== Brano citato ==
Rovigo, 7 novembre 2013 - IL 25 SETTEMBRE Andrea Salvatore è stato assolto perché il fatto non sussiste dall’accusa di truffa aggravata ai danni di un ente pubblico. Il giudice per l’udienza preliminare Carlo Negri ha assolto con formula piena il funzionario del Genio civile di Rovigo dopo che l’imputato — l’unico tra 76 — aveva chiesto di essere giudicato con rito abbreviato, assistito dall’avvocato Rosavio Greco del foro di Bari. La sentenza non è ancora passata in giudicato e non si sono ancora aperti i termini per il pm Sabrina Duò per presentare eventuale ricorso, visto che aveva chiesto una condanna a due anni e 600 euro di multa. Ma Salvatore potrebbe essere l’unico imputato di tutta la vicenda assolto nel merito. L’uomo, però, proprio per quell’indagine, è tra i tre destinatari delle minacce di morte contenute in una lettera a firma della sedicente XIX Brigata nera. Con lui sono stati condannati a morte dall’anonimo anche il giudice Negri e il sindacalista della Fp-Cgil Giuseppe Franchi.

 

«SONO tre anni che siamo al centro delle critiche dell’opinione pubblica. Siamo stati giudicati prima ancora del processo vero che, forze, mai si farà. E un’eventuale prescrizione non sarà certo soluzione gradita ai miei colleghi, alcuni sono già intenzionati a rinunciarci». Rompe il silenzio Andrea Salvatore, 55 anni, originario di Urbino ma residente a Bologna con la famiglia. Funzionario al Genio civile di Rovigo, nel palazzo di vetro della Regione, si occupa di contratti, gare d’appalto, protocollo e personale.
Cosa non ha funzionato in quest’inchiesta, visto l’esito del suo processo?
«Ci sono 170 ore di filmati ripresi da una telecamera fissa sulla banca che monitorava per 3 settimane le due porte della Regione. Ma nessuno ha seguito i dipendenti negli spostamenti, infatti non compaiono i giri al mercato nel fascicolo del dibattimento. Quest’inchiesta è piena solo di “si presume”».
Vuol dire che nessuno dei suoi colleghi è un fannullone o un assentesista?
===
#### Esercizio proposto a:
Ricopia il brano citato a partire da «Cosa non ha» giù fino a «o un assentesista?».
Il brano e le voci riportate qui non hanno alcun legame tra loro.
== Dati di lavoro ==
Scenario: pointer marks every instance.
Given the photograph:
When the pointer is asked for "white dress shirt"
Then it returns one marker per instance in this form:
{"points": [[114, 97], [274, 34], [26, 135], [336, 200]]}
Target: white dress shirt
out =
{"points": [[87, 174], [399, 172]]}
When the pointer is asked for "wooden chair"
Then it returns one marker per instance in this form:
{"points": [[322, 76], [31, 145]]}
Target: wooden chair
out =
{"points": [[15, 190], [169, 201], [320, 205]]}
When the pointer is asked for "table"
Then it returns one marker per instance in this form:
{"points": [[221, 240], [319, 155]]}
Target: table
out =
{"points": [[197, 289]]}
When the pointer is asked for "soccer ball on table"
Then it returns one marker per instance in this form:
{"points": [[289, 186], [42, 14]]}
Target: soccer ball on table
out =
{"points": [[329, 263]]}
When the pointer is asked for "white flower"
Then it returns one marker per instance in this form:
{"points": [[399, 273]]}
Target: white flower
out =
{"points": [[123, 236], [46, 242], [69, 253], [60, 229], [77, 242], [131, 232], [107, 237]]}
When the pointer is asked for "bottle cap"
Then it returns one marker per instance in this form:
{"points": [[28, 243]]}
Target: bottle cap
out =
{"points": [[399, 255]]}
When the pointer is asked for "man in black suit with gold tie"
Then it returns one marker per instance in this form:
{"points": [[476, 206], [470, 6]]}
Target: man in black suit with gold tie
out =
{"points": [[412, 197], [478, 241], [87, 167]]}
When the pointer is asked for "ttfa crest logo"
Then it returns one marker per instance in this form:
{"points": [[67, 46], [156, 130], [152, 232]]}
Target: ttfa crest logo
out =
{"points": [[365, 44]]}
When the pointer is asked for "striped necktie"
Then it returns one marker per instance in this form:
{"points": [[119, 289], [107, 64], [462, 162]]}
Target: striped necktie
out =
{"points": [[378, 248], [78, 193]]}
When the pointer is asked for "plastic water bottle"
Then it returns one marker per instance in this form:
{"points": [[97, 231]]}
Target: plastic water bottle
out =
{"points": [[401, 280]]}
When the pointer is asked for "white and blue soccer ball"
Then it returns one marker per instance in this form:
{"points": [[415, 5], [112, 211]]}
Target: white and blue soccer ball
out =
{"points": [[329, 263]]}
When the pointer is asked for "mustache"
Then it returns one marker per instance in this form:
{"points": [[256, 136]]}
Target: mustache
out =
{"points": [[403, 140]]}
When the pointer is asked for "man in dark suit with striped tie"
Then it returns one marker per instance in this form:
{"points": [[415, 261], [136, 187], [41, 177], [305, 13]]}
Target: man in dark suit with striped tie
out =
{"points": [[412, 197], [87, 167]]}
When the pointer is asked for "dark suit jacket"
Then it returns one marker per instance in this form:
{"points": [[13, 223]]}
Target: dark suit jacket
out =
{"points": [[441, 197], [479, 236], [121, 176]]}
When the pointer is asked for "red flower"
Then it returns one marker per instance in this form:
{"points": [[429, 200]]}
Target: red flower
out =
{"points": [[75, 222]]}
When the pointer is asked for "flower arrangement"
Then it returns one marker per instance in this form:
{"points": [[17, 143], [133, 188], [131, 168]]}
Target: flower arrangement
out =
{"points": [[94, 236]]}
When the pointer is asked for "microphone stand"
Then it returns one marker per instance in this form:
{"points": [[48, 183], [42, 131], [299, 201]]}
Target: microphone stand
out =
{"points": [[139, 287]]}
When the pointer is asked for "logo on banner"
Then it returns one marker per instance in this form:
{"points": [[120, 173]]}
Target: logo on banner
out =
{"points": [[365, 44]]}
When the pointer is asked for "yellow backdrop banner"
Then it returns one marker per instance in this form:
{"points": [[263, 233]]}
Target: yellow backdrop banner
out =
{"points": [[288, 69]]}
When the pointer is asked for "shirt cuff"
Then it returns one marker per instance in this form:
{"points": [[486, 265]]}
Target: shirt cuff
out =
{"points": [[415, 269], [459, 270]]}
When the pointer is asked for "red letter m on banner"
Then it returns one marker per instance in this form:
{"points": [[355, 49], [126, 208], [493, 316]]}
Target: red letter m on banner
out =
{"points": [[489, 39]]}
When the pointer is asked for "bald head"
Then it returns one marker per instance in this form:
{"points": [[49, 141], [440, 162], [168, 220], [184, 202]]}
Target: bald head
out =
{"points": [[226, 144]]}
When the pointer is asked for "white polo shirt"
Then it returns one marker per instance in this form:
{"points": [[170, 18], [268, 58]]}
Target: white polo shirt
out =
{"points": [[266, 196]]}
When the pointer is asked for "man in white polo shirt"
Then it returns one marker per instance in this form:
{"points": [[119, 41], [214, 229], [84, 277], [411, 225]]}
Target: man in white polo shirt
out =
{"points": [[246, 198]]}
===
#### Esercizio proposto b:
Mostra tutte le righe delle voci in cui compare la parola «flower».

#### Soluzione svolta a:
Cosa non ha funzionato in quest’inchiesta, visto l’esito del suo processo?
«Ci sono 170 ore di filmati ripresi da una telecamera fissa sulla banca che monitorava per 3 settimane le due porte della Regione. Ma nessuno ha seguito i dipendenti negli spostamenti, infatti non compaiono i giri al mercato nel fascicolo del dibattimento. Quest’inchiesta è piena solo di “si presume”».
Vuol dire che nessuno dei suoi colleghi è un fannullone o un assentesista?

#### Soluzione svolta b:
When the pointer is asked for "white flower"
Target: white flower
When the pointer is asked for "red flower"
Target: red flower
When the pointer is asked for "flower arrangement"
Target: flower arrangement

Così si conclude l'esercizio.